1. O fútbol comezou a xogarse nas cidades portuarias galegas a finais do século XIX e comezos do XX, coinciden estas datas com a chegada do fútbol a Portugal?
Na historiografia portuguesa comoram duas versões acerca da introdução do futebol no país: a primeira aponta a Madeira como o local onde se jogou pela primeira vez futebol [1], no ano de 1875; a segunda defende que esse jogo inaugural decorreu em Cascais, em 1888 [2]. Todavia, a versão mais aceite indica Cascais como o local do primeiro jogo de futebol, modalidade “importada” de Inglaterra pelos irmãos Pinto Basto [3], no país, em 1888. Em suma, podemos concluir que o futebol surgiu no último quartel do século XIX, em Portugal, enquadrado no movimento de expansão da modalidade pelo globo.
À semelhança da Galiza, o futebol desenvolveu-se, inicialmente, nas zonas costeiras, junto aos grandes polos urbanos de Lisboa e do Porto, sobretudo, devido à influência das comunidades britânicas sediadas nessas cidades (aqui importa ainda salientar o Funchal, no arquipélago da Madeira).
2. En que punto o fútbol comeza a ser xogado popularmente en Portugal? Houbo grandes diferencias temporais entre as cidades e o mundo rural?
A popularização do futebol português inicia-se nos alvores do século XX, principalmente na capital, em Lisboa. Segundo as palavras de Ricardo Serrado, o futebol populariza-se e institucionaliza-se na capital após 1906[4]. Neste período, fazem-se as primeiras tentativas de organizar campeonatos da modalidade – Liga de Football Association (1906/1907) e Liga Portuguesa de Futebol (1908-1910)[5] – e, inclusive, iniciam-se as provas escolares, prova de que o futebol estava num processo crescente de popularização.

● TAREFAS ESCRITAS
(a) Enumera todas as linhas abaixo em que aparece a palavra "leaf", tendo em conta a diferença entre maiúsculas e minúsculas.
(b) Prossegue o excerto sobre a chegada do futebol a Portugal a partir da última frase apresentada acima.

(Uma sequência de linhas)
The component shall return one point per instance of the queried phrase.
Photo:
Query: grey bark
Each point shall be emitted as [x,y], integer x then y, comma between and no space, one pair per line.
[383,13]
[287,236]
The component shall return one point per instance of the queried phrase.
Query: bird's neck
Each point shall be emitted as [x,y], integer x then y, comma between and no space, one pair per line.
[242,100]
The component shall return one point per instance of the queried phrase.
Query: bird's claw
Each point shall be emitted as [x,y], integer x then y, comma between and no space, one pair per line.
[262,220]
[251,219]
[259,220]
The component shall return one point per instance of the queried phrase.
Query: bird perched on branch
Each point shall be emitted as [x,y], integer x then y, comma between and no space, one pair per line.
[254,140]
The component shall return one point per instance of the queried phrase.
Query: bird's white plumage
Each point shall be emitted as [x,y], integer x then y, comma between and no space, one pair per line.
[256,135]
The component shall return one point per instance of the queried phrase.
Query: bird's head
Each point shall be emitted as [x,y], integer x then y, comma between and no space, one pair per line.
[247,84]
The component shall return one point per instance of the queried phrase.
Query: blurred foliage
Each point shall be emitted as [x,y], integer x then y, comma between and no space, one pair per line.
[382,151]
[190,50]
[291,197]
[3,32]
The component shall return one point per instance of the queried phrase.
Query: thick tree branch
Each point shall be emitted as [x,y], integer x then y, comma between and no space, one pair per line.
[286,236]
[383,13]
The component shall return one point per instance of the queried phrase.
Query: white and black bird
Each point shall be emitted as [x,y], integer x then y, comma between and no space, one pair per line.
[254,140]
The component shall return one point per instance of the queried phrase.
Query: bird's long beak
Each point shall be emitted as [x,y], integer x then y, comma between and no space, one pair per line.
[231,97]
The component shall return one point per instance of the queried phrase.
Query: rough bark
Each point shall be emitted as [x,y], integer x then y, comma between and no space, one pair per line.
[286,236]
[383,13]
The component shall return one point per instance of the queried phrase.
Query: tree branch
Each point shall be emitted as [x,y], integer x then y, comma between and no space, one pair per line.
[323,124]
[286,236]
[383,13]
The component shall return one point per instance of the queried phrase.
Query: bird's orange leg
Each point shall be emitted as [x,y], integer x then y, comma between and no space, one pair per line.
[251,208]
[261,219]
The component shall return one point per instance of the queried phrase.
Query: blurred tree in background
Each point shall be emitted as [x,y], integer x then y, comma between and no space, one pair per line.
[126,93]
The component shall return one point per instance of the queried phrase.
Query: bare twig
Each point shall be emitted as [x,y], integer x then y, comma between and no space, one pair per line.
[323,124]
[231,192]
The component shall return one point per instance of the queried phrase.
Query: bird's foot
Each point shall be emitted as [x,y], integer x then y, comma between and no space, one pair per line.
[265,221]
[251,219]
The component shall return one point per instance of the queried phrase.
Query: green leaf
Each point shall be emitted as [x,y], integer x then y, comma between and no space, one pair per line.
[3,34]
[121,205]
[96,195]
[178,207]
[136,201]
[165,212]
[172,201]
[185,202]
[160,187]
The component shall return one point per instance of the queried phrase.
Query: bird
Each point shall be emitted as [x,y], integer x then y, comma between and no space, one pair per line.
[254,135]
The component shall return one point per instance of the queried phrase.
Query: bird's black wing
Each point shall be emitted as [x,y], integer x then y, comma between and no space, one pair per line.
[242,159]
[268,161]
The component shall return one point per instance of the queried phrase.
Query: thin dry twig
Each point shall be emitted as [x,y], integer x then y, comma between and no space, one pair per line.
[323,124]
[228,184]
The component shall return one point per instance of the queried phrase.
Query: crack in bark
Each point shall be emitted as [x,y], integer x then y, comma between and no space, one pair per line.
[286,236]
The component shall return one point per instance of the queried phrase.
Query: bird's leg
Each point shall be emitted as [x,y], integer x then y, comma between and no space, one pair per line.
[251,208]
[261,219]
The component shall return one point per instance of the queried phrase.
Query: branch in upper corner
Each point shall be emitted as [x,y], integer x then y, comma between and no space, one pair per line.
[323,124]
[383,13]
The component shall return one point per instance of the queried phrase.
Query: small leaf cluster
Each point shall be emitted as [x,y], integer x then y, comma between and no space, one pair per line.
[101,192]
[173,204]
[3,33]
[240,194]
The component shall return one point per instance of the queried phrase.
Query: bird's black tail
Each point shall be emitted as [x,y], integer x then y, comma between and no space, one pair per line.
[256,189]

● RESULTADOS POR ORDEM
(a)
Query: green leaf
Query: small leaf cluster

(b)
No entanto, a popularização e a expansão do futebol pelo país concretizam-se, praticamente, durante o regime republicano (1910-1926), com a fundação de 15 associações de futebol, da União Portuguesa de Futebol (após 1926 denomina-se Federação Portuguesa de Futebol) e a criação do Campeonato de Portugal, disputado num formato de eliminatórias e de âmbito nacional [6].
Quanto à relação entre o desenvolvimento deste desporto na cidade e no campo, o futebol português, nas primeiras décadas do século XX, cresce, principalmente, nas cidades. Os vencedores do Campeonato de Portugal provam o maior desenvolvimento dos clubes no eixo Porto-Lisboa, sendo que essa hegemonia somente foi quebrada nas edições de 1924 e 1926 quando, respetivamente, o Sporting Clube Olhanense (Olhão) e o Clube Sport Marítimo (Funchal, Madeira) venceram a competição [7]. Todavia, importa reiterar a existência de clubes de futebol também nas regiões do interior, nomeadamente em Mirandela (Bragança) e Guarda (distritos sem associações regionais na I República), bem como no arquipélago dos Açores (o exemplo do Faial Sport Clube, na ilha do Faial) e da Madeira (Clube Sport Marítimo, etc.). Para popularizar a modalidade nessas regiões, mais periféricas, os clubes de Lisboa e do Porto, nas pausas dos respetivos campeonatos, jogavam, muitas vezes, contra coletividades dessas zonas com o intuito de promoverem o futebol junto dos habitantes locais. O Sport Lisboa e Benfica, o Casa Pia Atlético Clube e o Sporting Clube de Portugal visitaram o arquipélago dos Açores e da Madeira, na década de 20, e o Futebol Clube do Porto fez digressões pela zona norte, por volta da mesma altura, rumo ao Minho, a Vila Real e a Bragança [8].
Concluindo, na I República (1910-1926), o futebol português expandiu-se pelo território, chegando a quase todos os distritos e ilhas, mas fê-lo com velocidades distintas. Desde os primórdios até aos dias de hoje, Lisboa e Porto nunca perderam a hegemonia do futebol português, desporto que anda de mãos dadas com os índices de desenvolvimento económico do país.
3. Como foi a relación do fútbol coa situación política portuguesa nos comezos de século?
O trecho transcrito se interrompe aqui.